## DATA TO PROCESS
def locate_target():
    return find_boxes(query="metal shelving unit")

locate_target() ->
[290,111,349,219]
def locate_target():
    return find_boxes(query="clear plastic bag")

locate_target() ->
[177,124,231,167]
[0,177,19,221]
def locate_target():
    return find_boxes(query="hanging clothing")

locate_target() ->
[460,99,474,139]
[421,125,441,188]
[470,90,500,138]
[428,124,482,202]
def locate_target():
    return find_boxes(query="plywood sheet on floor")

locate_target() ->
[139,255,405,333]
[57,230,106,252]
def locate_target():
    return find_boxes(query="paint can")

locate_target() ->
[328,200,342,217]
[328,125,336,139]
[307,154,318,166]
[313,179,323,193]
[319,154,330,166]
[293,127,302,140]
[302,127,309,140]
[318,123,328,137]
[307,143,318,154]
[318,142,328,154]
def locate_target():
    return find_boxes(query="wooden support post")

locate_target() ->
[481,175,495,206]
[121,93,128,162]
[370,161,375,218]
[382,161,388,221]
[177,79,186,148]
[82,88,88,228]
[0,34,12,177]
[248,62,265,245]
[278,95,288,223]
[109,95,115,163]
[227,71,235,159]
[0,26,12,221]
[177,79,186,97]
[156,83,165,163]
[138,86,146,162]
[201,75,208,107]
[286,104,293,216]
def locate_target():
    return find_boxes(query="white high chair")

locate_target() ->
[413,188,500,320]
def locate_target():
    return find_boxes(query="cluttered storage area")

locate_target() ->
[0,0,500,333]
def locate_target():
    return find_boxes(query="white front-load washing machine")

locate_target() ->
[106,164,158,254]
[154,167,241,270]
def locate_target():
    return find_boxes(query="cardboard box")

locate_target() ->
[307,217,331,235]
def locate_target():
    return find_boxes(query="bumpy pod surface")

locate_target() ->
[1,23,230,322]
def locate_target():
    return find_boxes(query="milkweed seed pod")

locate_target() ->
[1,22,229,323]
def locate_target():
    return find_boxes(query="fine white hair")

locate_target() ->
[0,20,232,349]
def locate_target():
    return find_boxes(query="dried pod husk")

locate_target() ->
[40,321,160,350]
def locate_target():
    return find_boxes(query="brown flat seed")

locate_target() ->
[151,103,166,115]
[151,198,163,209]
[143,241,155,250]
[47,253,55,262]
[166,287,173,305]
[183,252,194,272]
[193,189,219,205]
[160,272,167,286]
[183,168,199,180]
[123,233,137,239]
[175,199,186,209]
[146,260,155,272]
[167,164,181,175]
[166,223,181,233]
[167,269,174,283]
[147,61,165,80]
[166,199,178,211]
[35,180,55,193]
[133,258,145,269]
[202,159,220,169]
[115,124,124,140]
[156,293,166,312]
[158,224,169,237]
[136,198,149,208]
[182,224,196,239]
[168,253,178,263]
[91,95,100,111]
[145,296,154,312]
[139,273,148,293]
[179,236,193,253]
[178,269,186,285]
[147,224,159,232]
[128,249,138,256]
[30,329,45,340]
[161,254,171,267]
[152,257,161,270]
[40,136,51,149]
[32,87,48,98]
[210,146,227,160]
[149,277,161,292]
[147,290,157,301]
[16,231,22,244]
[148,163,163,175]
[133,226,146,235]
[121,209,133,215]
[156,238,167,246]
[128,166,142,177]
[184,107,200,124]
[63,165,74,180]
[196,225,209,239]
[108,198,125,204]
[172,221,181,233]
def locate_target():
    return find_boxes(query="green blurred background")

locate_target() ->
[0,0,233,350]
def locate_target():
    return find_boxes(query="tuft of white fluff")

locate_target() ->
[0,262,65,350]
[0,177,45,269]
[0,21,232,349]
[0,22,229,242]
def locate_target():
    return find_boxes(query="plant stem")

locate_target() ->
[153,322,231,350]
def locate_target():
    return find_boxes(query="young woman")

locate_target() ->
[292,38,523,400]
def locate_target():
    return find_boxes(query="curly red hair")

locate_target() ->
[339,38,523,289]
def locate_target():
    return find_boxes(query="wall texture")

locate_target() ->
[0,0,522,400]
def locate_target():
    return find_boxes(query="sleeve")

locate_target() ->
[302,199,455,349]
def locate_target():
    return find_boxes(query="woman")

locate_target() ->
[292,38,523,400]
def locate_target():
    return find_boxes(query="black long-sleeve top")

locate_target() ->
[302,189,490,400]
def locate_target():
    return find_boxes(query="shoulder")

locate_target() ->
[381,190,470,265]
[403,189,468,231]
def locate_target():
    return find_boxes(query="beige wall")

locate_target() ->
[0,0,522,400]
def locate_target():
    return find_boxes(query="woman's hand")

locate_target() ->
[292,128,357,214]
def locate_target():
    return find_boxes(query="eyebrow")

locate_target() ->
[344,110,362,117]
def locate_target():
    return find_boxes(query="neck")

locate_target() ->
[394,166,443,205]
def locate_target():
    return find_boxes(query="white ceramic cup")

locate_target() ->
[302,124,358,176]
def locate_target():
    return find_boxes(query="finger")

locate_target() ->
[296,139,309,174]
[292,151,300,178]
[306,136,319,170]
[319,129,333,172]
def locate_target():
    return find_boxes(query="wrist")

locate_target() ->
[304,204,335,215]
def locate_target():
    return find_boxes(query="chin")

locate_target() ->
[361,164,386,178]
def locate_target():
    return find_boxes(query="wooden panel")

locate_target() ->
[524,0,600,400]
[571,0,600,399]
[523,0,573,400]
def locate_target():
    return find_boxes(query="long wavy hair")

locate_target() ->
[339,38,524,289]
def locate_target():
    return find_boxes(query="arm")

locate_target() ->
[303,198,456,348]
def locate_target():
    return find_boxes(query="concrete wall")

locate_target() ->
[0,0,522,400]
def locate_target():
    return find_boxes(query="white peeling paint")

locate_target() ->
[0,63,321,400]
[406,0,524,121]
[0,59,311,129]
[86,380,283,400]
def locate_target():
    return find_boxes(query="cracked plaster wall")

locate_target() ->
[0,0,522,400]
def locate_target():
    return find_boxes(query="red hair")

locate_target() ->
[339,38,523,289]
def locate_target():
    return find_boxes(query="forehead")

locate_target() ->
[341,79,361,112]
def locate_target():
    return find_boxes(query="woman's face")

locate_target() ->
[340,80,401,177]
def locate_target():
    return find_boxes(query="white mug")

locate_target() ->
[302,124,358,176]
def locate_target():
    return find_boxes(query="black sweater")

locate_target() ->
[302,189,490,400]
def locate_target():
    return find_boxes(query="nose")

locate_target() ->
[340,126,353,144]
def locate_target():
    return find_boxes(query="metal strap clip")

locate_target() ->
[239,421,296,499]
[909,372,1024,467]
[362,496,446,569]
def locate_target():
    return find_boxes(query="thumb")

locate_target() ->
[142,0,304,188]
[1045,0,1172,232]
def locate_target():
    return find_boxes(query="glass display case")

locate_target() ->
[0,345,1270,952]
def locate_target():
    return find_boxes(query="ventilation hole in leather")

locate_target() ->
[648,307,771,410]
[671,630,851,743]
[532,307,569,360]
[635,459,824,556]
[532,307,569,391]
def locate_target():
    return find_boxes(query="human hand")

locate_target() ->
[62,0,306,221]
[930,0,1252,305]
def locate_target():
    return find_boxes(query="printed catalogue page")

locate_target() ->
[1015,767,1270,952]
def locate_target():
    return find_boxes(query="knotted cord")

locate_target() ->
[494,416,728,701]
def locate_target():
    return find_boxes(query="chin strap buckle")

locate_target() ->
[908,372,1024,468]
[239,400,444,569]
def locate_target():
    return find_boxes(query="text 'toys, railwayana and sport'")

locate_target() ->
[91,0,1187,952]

## REQUIREMENTS
Rewrite the listing from its beginning through the line containing "[307,217,331,235]", both included, keeping every request and shifting each bounding-box coordinate in the answers up by 143. Leave out everything after that line.

## RESULT
def locate_target():
    return find_boxes(query="metal shelving unit")

locate_target() ->
[433,254,492,362]
def locate_target():
    return find_boxes(query="clear plastic bag")

locate_target() ->
[320,267,374,310]
[143,320,162,364]
def locate_target():
    return find_boxes(query="hanging clothing")

locate_target() ->
[603,242,617,282]
[564,268,584,331]
[613,233,643,281]
[571,267,625,345]
def locate_target():
    return find_boxes(query="plywood sheet on floor")

locate_target() ->
[282,398,548,476]
[200,373,249,395]
def locate_target():
    return find_boxes(query="paint can")

locate_target() ->
[471,343,485,360]
[471,268,479,282]
[450,297,461,309]
[456,322,466,336]
[462,297,473,309]
[436,270,445,283]
[445,270,452,283]
[461,266,471,280]
[450,286,461,297]
[461,285,471,297]
def locate_target():
    return find_boxes(query="wooden support post")

locate_target() ->
[624,318,638,349]
[264,236,271,305]
[513,304,518,361]
[525,304,531,364]
[320,222,329,291]
[225,231,231,371]
[143,177,155,320]
[391,205,408,388]
[421,238,431,366]
[252,238,258,306]
[370,214,378,302]
[143,169,155,364]
[320,222,329,240]
[299,226,308,306]
[281,229,289,305]
[344,218,351,250]
[429,247,436,359]
def locate_target():
    return find_boxes(query="white high chair")

locate_target() ->
[556,331,643,463]
def locate_target():
    return find_boxes(query="cluttered storage area")

locate_target() ->
[143,143,643,476]
def locate_target():
    return find_boxes(query="white front-load washing machine")

locate_target() ->
[249,307,301,397]
[297,310,384,413]
def locate_target():
    return find_boxes(query="cardboard box")

locate_target() ->
[450,360,474,378]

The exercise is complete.